AIM:
Transcribe the part of the Defence Act text starting at "(2) This law" and ending at "to the military.".

PASSAGE:

The military will endeavor to:

  1. Foster regional activity,
  2. Defend the Coalition and its allies,
  3. Represent the power, influence, and policies of the Coalition abroad,
  4. Protect innocent regions from attack,
  5. Promote legitimate, native democratic institutions across the world

A simplified Defence Act, inspired by Belschaft’s draft but strengthening defender provisions and removing mentions to the General Corps.


Defence Act
An act to establish a regional military and regulate its scope of mission

1. General Provisions

(1) This law is a constitutional law and has precedence over all general laws and regulations.

(2) This law considers the following terms:

  1. Portfolio Minister - the minister appointed by the Prime Minister to oversee the portfolio related to the military.
  2. Offensive Operation - any operation whose effect is the attack, destruction, vandalisation, subjugation, or colonisation of a region.
  3. Hostile Act - actions that have a material detrimental effect over the Coalition or its interests, or rhetoric that can be reasonably read as inciting the commission of hostile acts by others.

2. Establishment of a Regional Military

(1) The Special Forces are the sole regional military.

(2) The Prime Minister is the commander-in-chief of the Special Forces and exercises civilian command and control over it.

(3) The Prime Minister may issue lawful orders to the Special Forces, and no member of the same may refuse such lawful order subject to penalties that may be established by law or regulation.

GIVEN RECORDS:
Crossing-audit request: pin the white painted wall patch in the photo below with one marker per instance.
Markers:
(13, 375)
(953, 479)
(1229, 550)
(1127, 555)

RESPONSE FOR THIS EXERCISE:
(2) This law considers the following terms:

  1. Portfolio Minister - the minister appointed by the Prime Minister to oversee the portfolio related to the military.